YOUR GOAL:
Beginning with the line where "Target: monkey's leg" appears, retype every remaining line of the data below, both the first and last included.

— START OF THE DATA —

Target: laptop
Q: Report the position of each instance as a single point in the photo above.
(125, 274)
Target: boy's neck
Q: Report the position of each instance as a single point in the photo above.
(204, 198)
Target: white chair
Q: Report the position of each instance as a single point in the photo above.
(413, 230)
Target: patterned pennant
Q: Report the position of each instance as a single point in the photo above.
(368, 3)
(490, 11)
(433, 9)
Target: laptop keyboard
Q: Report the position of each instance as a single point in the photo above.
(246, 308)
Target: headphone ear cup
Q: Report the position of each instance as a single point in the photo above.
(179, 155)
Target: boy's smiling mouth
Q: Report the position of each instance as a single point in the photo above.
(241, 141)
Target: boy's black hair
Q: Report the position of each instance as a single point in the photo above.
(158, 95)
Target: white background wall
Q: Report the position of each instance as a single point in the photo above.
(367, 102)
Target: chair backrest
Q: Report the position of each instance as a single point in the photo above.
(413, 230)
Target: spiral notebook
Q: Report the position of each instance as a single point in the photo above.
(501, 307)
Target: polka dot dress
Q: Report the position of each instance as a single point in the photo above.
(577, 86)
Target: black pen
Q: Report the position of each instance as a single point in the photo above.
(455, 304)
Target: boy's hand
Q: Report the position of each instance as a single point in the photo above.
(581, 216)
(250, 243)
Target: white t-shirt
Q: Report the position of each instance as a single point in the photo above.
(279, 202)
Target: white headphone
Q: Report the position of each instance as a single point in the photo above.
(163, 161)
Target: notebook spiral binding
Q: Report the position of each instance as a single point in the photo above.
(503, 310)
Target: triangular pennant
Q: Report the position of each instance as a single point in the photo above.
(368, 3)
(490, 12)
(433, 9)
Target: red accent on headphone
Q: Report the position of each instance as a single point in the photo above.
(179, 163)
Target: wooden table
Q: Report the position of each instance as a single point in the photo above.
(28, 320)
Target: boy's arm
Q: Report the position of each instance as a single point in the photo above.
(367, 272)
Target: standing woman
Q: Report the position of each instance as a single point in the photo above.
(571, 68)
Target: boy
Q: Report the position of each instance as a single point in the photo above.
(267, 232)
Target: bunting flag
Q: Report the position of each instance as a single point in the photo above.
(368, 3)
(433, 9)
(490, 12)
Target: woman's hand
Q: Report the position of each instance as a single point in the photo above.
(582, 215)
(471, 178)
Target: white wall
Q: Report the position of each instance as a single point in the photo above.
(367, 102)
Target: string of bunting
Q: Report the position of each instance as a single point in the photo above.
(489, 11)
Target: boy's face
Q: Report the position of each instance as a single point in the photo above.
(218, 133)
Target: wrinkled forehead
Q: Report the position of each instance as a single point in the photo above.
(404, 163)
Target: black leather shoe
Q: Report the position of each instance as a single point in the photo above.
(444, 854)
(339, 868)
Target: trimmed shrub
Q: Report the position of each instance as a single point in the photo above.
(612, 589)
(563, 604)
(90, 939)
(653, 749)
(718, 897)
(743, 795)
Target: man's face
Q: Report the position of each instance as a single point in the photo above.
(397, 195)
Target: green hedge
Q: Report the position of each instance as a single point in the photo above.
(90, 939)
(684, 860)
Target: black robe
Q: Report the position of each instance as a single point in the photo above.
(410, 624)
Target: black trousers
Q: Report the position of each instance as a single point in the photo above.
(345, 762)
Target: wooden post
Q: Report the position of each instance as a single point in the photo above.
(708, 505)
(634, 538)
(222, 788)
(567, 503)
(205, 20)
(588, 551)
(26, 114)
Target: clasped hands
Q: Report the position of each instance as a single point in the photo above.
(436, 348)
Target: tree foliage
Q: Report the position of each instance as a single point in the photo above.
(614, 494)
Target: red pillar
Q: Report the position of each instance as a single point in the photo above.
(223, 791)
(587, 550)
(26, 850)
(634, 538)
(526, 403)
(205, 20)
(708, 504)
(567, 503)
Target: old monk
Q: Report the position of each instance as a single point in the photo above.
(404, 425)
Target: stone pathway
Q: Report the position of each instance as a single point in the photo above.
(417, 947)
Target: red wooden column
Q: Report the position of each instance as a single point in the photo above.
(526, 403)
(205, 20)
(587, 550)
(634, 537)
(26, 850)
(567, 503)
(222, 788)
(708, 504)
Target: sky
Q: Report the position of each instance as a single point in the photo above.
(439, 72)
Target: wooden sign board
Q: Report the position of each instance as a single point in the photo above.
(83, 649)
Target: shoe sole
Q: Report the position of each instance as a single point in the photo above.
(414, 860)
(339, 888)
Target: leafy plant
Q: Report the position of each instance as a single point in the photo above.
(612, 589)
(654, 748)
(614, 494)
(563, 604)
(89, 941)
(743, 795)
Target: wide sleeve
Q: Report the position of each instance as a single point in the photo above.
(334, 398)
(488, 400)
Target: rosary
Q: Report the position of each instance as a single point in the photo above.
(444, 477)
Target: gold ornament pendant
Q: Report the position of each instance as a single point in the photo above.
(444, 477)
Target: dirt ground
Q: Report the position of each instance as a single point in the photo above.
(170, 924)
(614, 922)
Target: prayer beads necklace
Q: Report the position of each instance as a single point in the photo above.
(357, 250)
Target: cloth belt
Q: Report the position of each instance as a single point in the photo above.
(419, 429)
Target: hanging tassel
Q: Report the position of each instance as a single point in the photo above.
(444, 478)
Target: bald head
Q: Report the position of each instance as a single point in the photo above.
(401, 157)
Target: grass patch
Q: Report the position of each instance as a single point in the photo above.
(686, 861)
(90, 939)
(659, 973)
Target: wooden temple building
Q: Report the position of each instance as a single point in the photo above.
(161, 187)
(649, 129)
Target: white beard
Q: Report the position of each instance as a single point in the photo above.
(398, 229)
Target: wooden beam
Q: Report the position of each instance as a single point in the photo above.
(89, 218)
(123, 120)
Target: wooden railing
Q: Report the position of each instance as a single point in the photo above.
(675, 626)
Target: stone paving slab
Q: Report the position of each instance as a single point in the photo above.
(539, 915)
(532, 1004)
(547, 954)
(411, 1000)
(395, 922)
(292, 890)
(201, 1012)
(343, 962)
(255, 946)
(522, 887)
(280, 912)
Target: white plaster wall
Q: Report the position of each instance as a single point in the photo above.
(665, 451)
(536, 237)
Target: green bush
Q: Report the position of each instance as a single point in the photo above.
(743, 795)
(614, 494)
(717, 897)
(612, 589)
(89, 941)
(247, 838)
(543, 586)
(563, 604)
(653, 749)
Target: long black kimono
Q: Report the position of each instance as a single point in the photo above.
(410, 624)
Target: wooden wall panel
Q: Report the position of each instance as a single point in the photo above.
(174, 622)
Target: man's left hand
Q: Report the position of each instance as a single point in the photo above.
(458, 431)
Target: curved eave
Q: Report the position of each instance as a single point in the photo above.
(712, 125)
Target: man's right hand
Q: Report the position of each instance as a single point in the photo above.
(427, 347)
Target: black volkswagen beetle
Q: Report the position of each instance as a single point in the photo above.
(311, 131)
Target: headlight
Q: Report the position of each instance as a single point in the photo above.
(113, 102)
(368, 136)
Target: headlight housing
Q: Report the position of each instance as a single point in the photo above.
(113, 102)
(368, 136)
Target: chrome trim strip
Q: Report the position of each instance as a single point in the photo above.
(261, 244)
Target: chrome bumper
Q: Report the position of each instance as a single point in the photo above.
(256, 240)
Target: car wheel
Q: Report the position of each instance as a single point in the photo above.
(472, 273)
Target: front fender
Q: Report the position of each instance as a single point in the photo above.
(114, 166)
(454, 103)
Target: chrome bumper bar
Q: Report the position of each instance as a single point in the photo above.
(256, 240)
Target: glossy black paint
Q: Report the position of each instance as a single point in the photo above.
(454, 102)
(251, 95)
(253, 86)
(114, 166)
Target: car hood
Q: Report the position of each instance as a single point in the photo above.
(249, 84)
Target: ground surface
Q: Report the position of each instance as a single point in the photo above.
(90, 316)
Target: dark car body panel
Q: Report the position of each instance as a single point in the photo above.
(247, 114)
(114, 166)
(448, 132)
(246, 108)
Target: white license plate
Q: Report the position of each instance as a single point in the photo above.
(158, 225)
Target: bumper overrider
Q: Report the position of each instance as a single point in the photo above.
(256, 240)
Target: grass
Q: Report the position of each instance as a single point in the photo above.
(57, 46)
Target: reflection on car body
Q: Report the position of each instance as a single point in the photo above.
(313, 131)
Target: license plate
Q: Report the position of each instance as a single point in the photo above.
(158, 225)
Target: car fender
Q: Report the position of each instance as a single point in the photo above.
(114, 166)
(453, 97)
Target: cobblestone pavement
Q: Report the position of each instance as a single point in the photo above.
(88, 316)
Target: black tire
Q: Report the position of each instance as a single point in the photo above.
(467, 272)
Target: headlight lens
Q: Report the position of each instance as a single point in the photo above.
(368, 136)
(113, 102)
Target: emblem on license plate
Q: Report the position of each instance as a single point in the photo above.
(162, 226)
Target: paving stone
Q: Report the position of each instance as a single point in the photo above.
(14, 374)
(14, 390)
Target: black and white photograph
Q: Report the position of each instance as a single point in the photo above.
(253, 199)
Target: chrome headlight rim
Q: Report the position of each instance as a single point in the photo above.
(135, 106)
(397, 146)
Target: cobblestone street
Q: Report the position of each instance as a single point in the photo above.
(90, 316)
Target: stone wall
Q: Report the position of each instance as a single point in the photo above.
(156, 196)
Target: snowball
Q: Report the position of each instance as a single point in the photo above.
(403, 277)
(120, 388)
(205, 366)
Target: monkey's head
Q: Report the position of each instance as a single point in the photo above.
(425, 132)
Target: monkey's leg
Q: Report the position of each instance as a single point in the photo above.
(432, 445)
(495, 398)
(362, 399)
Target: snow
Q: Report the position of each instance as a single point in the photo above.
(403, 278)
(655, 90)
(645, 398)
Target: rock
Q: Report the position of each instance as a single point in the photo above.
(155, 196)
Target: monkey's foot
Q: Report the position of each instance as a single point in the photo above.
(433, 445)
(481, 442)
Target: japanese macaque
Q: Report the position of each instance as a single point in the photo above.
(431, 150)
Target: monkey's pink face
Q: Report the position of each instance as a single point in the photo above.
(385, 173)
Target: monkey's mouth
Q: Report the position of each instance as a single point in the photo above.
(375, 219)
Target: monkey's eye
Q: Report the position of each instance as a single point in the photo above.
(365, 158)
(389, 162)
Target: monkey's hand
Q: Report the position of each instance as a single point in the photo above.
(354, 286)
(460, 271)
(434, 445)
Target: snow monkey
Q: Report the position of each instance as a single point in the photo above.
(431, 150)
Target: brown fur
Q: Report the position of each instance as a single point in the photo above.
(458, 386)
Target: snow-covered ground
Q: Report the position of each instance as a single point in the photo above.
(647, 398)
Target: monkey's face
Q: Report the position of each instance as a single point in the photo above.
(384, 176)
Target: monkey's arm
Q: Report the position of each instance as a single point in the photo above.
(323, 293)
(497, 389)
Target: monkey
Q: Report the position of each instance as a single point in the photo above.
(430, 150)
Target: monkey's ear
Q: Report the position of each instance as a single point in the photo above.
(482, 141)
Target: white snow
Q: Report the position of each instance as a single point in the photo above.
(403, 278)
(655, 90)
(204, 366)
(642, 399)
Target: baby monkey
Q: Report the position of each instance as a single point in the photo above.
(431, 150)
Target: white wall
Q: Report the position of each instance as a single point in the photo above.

— END OF THE DATA —

RESULT OF THIS TASK:
Target: monkey's leg
Q: Report the position of each instance as a single point in the photo above.
(432, 445)
(495, 398)
(362, 399)
Target: snow
Q: Report the position of each instance as a single point in the photo above.
(403, 278)
(655, 90)
(645, 398)
Target: rock
Q: Report the position of each instance as a single point in the photo above.
(155, 196)
Target: monkey's foot
Q: Report the position of each instance as a single point in the photo above.
(433, 445)
(481, 442)
Target: japanese macaque
Q: Report the position of each instance as a single point in the photo above.
(431, 150)
Target: monkey's pink face
Q: Report the position of each instance as a single point in the photo above.
(385, 173)
Target: monkey's mouth
Q: Report the position of each instance as a single point in the photo above.
(375, 219)
Target: monkey's eye
Q: Report the position of each instance as a single point in the photo above.
(365, 158)
(389, 162)
Target: monkey's hand
Q: Report the position of each instance as a single point in the photo above.
(354, 286)
(460, 271)
(434, 445)
Target: snow monkey
Q: Report the position of each instance as a single point in the photo above.
(431, 150)
Target: brown fur
Q: Report the position of each instance as a single point in the photo above.
(458, 386)
Target: snow-covered ground
Q: Report the position of each instance as a single point in the photo above.
(647, 398)
Target: monkey's face
Q: Report the position of each instance as a single point in the photo above.
(384, 176)
Target: monkey's arm
Q: Report the position of each instance as a single point in the photo above.
(323, 293)
(497, 389)
Target: monkey
Q: Report the position of each instance as a single point in the photo above.
(430, 150)
Target: monkey's ear
Q: Report the position of each instance as a single point in the photo above.
(482, 141)
Target: white snow
Q: Report the position of each instance as a single point in the photo above.
(403, 278)
(655, 90)
(204, 366)
(642, 399)
Target: baby monkey
Q: Report the position of each instance as a single point in the photo above.
(431, 150)
Target: white wall
Q: Report the position of each instance as a single point in the photo above.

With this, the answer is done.